— Data excerpts —

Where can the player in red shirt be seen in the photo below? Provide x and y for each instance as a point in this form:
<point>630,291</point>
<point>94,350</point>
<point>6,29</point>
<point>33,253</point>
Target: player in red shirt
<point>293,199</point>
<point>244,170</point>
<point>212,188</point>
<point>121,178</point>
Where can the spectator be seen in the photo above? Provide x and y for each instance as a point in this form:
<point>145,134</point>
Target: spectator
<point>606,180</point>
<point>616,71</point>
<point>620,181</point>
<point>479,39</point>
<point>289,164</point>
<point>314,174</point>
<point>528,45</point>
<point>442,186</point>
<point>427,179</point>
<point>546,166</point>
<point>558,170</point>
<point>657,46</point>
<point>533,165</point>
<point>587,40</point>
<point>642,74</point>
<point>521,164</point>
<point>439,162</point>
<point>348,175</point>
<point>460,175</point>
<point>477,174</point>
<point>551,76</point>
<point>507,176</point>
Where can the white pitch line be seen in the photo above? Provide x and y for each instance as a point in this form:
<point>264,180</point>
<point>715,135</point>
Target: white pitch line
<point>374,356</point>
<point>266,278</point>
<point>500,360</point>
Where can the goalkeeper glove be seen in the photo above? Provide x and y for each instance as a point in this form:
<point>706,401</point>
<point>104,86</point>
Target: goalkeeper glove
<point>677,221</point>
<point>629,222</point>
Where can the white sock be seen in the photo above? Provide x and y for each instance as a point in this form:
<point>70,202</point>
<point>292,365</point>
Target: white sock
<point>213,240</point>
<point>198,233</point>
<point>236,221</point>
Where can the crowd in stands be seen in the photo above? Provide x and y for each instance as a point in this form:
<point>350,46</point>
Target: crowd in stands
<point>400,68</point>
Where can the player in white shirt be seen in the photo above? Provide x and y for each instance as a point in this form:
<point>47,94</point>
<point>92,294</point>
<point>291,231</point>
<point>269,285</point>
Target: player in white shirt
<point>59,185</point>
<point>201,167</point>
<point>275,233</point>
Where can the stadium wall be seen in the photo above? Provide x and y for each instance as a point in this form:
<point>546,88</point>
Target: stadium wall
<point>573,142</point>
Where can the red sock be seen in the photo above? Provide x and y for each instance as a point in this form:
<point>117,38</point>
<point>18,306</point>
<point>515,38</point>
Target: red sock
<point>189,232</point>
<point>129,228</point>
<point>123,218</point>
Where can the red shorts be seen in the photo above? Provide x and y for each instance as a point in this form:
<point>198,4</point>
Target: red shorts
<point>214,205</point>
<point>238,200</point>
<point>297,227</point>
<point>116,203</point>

— What needs to be done —
Please go through the data above and copy every line that has the word "seen".

— Response for this exercise —
Where can the player in red shirt be seen in the photo below? Provide x and y for each instance as a point in this form:
Where can the spectator be seen in the photo above? Provide x and y for each instance as a point in this form:
Where can the white pitch line be seen in the photo above? Provide x and y for each instance as a point in this form:
Where can the goalkeeper glove be seen in the photo above? Provide x and y for each instance as a point in this form:
Where can the white sock be seen in the photo above? Provide x and y for each instance as a point in this form:
Where can the crowd in stands be seen in the photo above? Provide x and y for each instance as a point in this form:
Where can the player in white shirt be seen in the photo above? Provide x and y for each instance as a point in this form:
Where can the stadium wall be seen in the photo above? Provide x and y for each instance as a point in this form:
Where can the red sock be seen in the photo above? Provide x and y for each instance as a point in this form:
Where can the red shorts be seen in the photo above? Provide x and y for each instance as a point in this form:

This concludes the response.